## Aim of the exercise
Write the next part of the passage on auctioning guest-worker visas, picking up after its final sentence.

-------- Excerpted text

There is a better way. The government should scrap the lottery in favor of an auction system, in which employers can bid on a capped number of guest-worker visas. In a 2018 article for the Journal of Legal Studies, Professors Alessandra Casella and Adam Cox offered a proposal for how such an auction system might work.

The Casella–Cox framework involves two phases. In the pre-contract phase, temporary work visas are auctioned to employers. In the post-contract phase — once an employment contract is signed — a winning employer retains the right to employ the foreign worker, but the worker also has the right to leave that job if another U.S. employer is willing to purchase her pro-rated visa.

Consider how the Casella–Cox framework would apply to the H-1B visa for specialty occupations. The capped number of visas would be auctioned off to employers, ensuring that that the visas go to those willing to pay the most to enlist skilled foreign labor, rather than those lucky enough to win the lottery. Whereas the lottery system currently generates a windfall subsidy for winning employers (the difference between what they would have been willing to pay to hire a skilled foreign worker and what they actually pay in the form of wages and application fees), an auction system ensures that foreign workers are hired by the firms that value them most, with the winning bids accruing to the government as revenue.

----------------
-------- Listed records

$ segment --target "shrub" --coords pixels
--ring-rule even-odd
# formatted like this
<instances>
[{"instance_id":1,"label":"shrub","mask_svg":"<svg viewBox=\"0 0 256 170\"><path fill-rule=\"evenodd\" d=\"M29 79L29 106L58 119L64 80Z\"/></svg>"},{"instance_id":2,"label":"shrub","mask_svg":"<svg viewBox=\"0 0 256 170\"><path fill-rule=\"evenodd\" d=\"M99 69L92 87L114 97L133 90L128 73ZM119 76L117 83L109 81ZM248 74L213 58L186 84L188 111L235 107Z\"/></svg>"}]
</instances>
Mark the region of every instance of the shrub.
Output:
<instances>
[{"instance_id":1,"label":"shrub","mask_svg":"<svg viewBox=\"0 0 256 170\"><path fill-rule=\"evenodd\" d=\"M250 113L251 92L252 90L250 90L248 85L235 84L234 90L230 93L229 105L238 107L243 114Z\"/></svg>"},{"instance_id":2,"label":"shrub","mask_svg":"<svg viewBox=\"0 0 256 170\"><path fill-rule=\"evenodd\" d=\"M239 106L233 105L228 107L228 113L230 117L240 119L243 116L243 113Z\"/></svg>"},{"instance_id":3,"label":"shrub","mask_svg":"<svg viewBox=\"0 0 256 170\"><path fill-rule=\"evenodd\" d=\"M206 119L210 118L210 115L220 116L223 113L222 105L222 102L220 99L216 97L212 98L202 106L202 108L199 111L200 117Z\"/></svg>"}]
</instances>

----------------

## Answer below
With employers bidding competitively for H-1B visas, the option of entering the lottery in pursuit of inexpensive foreign labor would be foreclosed. Employers would have an incentive to look harder for skilled native workers at prevailing wages if they knew they would face stiff competition from other firms in the market for H-1B visas. Only employers who truly need foreign talent to fill essential gaps in personnel would be likely to bid high enough to win.

An employer with a winning bid for an H-1B visa could hold it (the clock on the visa wouldn’t start until the employer signs a contract with a foreign worker), exercise it by hiring a foreign worker, or sell it to another firm. This flexibility allows firms to better time the hiring of foreign workers with the most favorable market conditions. For example, an employer that obtains a visa just before an unanticipated economic downturn needn’t immediately hire a foreign worker. With more native workers available, the employer could hold off on using the visa until the labor market recovered and skilled roles became more difficult to fill.

A key innovation of the Casella–Cox proposal — one that ensures fairer outcomes for foreign workers — is the post-contract splitting of visa rights between employer and worker. Should an employer with an H-1B decide to hire a foreign worker, that worker would then have the right to work for any other employer that will hire him. No longer tied exclusively to one firm, foreign workers on H-1B visas would be free to pursue higher wages or better working conditions at different firms.

Should another firm hire the worker, it would be required to reimburse the former employer for the price of the visa, pro-rated for the amount of time left on it. This freedom of movement would make it more difficult for employers to underpay foreign guest workers and therefore less likely to undercut the earnings of native workers. Mobility for workers on H-1B visas would also allow for a “thicker” market for skilled labor — the idea that when there are more potentially optimal matches between workers and firms, overall economic productivity improves.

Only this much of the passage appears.